Photo labels and boxes:
★ ★ ★ ★ ★ ★ ★

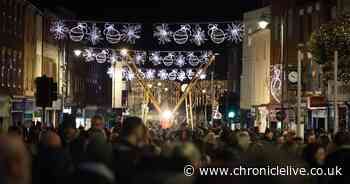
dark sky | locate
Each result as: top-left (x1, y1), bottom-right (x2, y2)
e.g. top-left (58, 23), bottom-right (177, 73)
top-left (30, 0), bottom-right (262, 23)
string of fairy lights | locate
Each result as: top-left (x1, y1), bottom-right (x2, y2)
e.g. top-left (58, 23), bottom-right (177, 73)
top-left (50, 20), bottom-right (244, 46)
top-left (74, 47), bottom-right (213, 82)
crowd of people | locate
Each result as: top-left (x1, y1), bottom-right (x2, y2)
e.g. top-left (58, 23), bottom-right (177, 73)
top-left (0, 116), bottom-right (350, 184)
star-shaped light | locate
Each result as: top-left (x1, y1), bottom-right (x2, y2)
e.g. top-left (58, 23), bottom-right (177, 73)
top-left (153, 24), bottom-right (173, 44)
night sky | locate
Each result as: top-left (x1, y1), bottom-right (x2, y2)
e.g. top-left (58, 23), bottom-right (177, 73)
top-left (30, 0), bottom-right (263, 78)
top-left (31, 0), bottom-right (262, 23)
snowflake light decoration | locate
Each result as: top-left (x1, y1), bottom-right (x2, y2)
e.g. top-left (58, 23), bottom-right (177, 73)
top-left (50, 20), bottom-right (68, 40)
top-left (226, 23), bottom-right (244, 43)
top-left (196, 69), bottom-right (207, 80)
top-left (158, 69), bottom-right (168, 80)
top-left (145, 69), bottom-right (156, 80)
top-left (199, 51), bottom-right (213, 63)
top-left (134, 51), bottom-right (146, 65)
top-left (149, 52), bottom-right (163, 66)
top-left (103, 23), bottom-right (122, 44)
top-left (186, 52), bottom-right (199, 66)
top-left (163, 52), bottom-right (175, 66)
top-left (122, 24), bottom-right (141, 44)
top-left (168, 69), bottom-right (177, 80)
top-left (107, 67), bottom-right (114, 78)
top-left (186, 69), bottom-right (195, 80)
top-left (83, 48), bottom-right (96, 62)
top-left (87, 24), bottom-right (103, 45)
top-left (125, 71), bottom-right (135, 81)
top-left (69, 22), bottom-right (87, 42)
top-left (109, 50), bottom-right (122, 64)
top-left (177, 70), bottom-right (187, 82)
top-left (95, 49), bottom-right (108, 64)
top-left (153, 24), bottom-right (173, 44)
top-left (175, 53), bottom-right (186, 67)
top-left (137, 69), bottom-right (146, 79)
top-left (191, 25), bottom-right (207, 46)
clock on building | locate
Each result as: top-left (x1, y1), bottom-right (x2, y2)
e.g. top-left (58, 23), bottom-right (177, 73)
top-left (288, 71), bottom-right (298, 83)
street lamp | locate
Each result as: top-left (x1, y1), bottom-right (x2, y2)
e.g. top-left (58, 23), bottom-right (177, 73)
top-left (162, 110), bottom-right (173, 121)
top-left (73, 49), bottom-right (82, 57)
top-left (258, 15), bottom-right (270, 29)
top-left (120, 49), bottom-right (128, 57)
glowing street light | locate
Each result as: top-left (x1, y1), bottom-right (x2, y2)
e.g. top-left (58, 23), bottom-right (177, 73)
top-left (73, 49), bottom-right (82, 57)
top-left (258, 15), bottom-right (270, 29)
top-left (162, 110), bottom-right (173, 120)
top-left (120, 49), bottom-right (128, 57)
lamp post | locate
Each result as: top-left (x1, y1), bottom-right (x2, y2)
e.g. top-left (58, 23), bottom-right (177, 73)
top-left (258, 14), bottom-right (285, 128)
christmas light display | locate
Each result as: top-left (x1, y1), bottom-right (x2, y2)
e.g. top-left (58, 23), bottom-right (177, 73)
top-left (50, 20), bottom-right (141, 45)
top-left (103, 23), bottom-right (122, 44)
top-left (153, 22), bottom-right (244, 46)
top-left (163, 52), bottom-right (175, 66)
top-left (198, 51), bottom-right (213, 63)
top-left (158, 69), bottom-right (168, 80)
top-left (122, 24), bottom-right (141, 44)
top-left (107, 67), bottom-right (113, 78)
top-left (168, 69), bottom-right (177, 80)
top-left (186, 52), bottom-right (199, 66)
top-left (270, 64), bottom-right (282, 103)
top-left (208, 24), bottom-right (226, 44)
top-left (226, 23), bottom-right (244, 43)
top-left (173, 24), bottom-right (191, 45)
top-left (86, 24), bottom-right (103, 45)
top-left (175, 53), bottom-right (186, 67)
top-left (177, 70), bottom-right (187, 82)
top-left (149, 52), bottom-right (163, 66)
top-left (135, 51), bottom-right (146, 65)
top-left (50, 20), bottom-right (68, 40)
top-left (186, 69), bottom-right (195, 80)
top-left (191, 25), bottom-right (207, 46)
top-left (69, 23), bottom-right (87, 42)
top-left (82, 48), bottom-right (95, 62)
top-left (153, 24), bottom-right (173, 44)
top-left (145, 69), bottom-right (156, 80)
top-left (96, 50), bottom-right (108, 64)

★ ★ ★ ★ ★ ★ ★

> **Instruction**
Render the lines of the records above as a numbered list, dropping blank lines and leaving the pictures out of the answer.

> **Written answer**
1. dark sky | locate
2. Each result as: top-left (x1, y1), bottom-right (x2, y2)
3. e.g. top-left (58, 23), bottom-right (177, 73)
4. top-left (30, 0), bottom-right (262, 23)
5. string of fairy lights | locate
6. Each result as: top-left (x1, y1), bottom-right (x2, y2)
7. e.g. top-left (58, 23), bottom-right (177, 73)
8. top-left (50, 20), bottom-right (244, 46)
9. top-left (74, 47), bottom-right (213, 82)
10. crowd of people | locate
11. Each result as: top-left (x1, y1), bottom-right (x2, y2)
12. e.g. top-left (58, 23), bottom-right (177, 73)
13. top-left (0, 116), bottom-right (350, 184)
14. star-shaped light | locate
15. Each result as: top-left (x1, y1), bottom-right (x2, y2)
16. e.g. top-left (58, 23), bottom-right (177, 73)
17. top-left (153, 24), bottom-right (173, 44)
18. night sky | locate
19. Each result as: top-left (x1, y1), bottom-right (x2, y2)
20. e.g. top-left (58, 23), bottom-right (177, 73)
21. top-left (30, 0), bottom-right (263, 78)
22. top-left (31, 0), bottom-right (262, 23)
23. snowflake light decoration | locate
24. Each result as: top-left (x1, y1), bottom-right (x2, y2)
25. e.g. top-left (58, 23), bottom-right (177, 73)
26. top-left (50, 20), bottom-right (68, 40)
27. top-left (226, 23), bottom-right (244, 43)
28. top-left (196, 69), bottom-right (207, 80)
29. top-left (158, 69), bottom-right (168, 80)
30. top-left (145, 69), bottom-right (156, 80)
31. top-left (199, 51), bottom-right (213, 63)
32. top-left (134, 51), bottom-right (146, 65)
33. top-left (149, 52), bottom-right (163, 66)
34. top-left (103, 23), bottom-right (122, 44)
35. top-left (186, 52), bottom-right (199, 66)
36. top-left (163, 52), bottom-right (175, 66)
37. top-left (122, 24), bottom-right (141, 44)
38. top-left (168, 69), bottom-right (177, 80)
39. top-left (107, 67), bottom-right (114, 78)
40. top-left (186, 69), bottom-right (195, 80)
41. top-left (83, 48), bottom-right (96, 62)
42. top-left (87, 24), bottom-right (103, 45)
43. top-left (125, 71), bottom-right (135, 81)
44. top-left (69, 22), bottom-right (87, 42)
45. top-left (109, 50), bottom-right (122, 64)
46. top-left (177, 70), bottom-right (187, 82)
47. top-left (95, 49), bottom-right (108, 64)
48. top-left (153, 24), bottom-right (173, 44)
49. top-left (175, 53), bottom-right (186, 67)
50. top-left (137, 69), bottom-right (146, 79)
51. top-left (191, 25), bottom-right (207, 46)
52. clock on building | locate
53. Each result as: top-left (x1, y1), bottom-right (x2, y2)
54. e.g. top-left (58, 23), bottom-right (177, 73)
55. top-left (288, 71), bottom-right (298, 83)
56. street lamp | locate
57. Each result as: top-left (x1, y1), bottom-right (x2, y2)
58. e.g. top-left (58, 23), bottom-right (177, 73)
59. top-left (162, 110), bottom-right (173, 121)
60. top-left (73, 49), bottom-right (82, 57)
61. top-left (258, 15), bottom-right (270, 29)
62. top-left (120, 49), bottom-right (128, 57)
63. glowing street light | locate
64. Each result as: top-left (x1, y1), bottom-right (x2, y2)
65. e.g. top-left (58, 23), bottom-right (177, 73)
66. top-left (73, 49), bottom-right (82, 57)
67. top-left (258, 15), bottom-right (270, 29)
68. top-left (162, 110), bottom-right (173, 120)
69. top-left (120, 49), bottom-right (128, 57)
70. lamp post | locate
71. Each result as: top-left (x1, y1), bottom-right (x2, y2)
72. e.g. top-left (58, 23), bottom-right (177, 73)
73. top-left (258, 14), bottom-right (285, 128)
74. christmas light display | locate
75. Each result as: top-left (x1, y1), bottom-right (x2, y2)
76. e.g. top-left (58, 23), bottom-right (177, 73)
77. top-left (50, 20), bottom-right (141, 45)
78. top-left (103, 23), bottom-right (122, 44)
79. top-left (153, 22), bottom-right (244, 46)
80. top-left (163, 52), bottom-right (175, 66)
81. top-left (198, 51), bottom-right (213, 63)
82. top-left (158, 69), bottom-right (168, 80)
83. top-left (122, 24), bottom-right (141, 44)
84. top-left (107, 67), bottom-right (113, 78)
85. top-left (168, 69), bottom-right (177, 80)
86. top-left (186, 52), bottom-right (199, 66)
87. top-left (270, 64), bottom-right (282, 103)
88. top-left (208, 24), bottom-right (226, 44)
89. top-left (226, 23), bottom-right (244, 43)
90. top-left (173, 24), bottom-right (191, 45)
91. top-left (86, 24), bottom-right (103, 45)
92. top-left (175, 53), bottom-right (186, 67)
93. top-left (177, 70), bottom-right (187, 82)
94. top-left (149, 52), bottom-right (163, 66)
95. top-left (135, 51), bottom-right (146, 65)
96. top-left (50, 20), bottom-right (68, 40)
97. top-left (186, 69), bottom-right (195, 80)
98. top-left (191, 25), bottom-right (207, 46)
99. top-left (69, 23), bottom-right (87, 42)
100. top-left (82, 48), bottom-right (95, 62)
101. top-left (153, 24), bottom-right (173, 44)
102. top-left (145, 69), bottom-right (156, 80)
103. top-left (96, 50), bottom-right (108, 64)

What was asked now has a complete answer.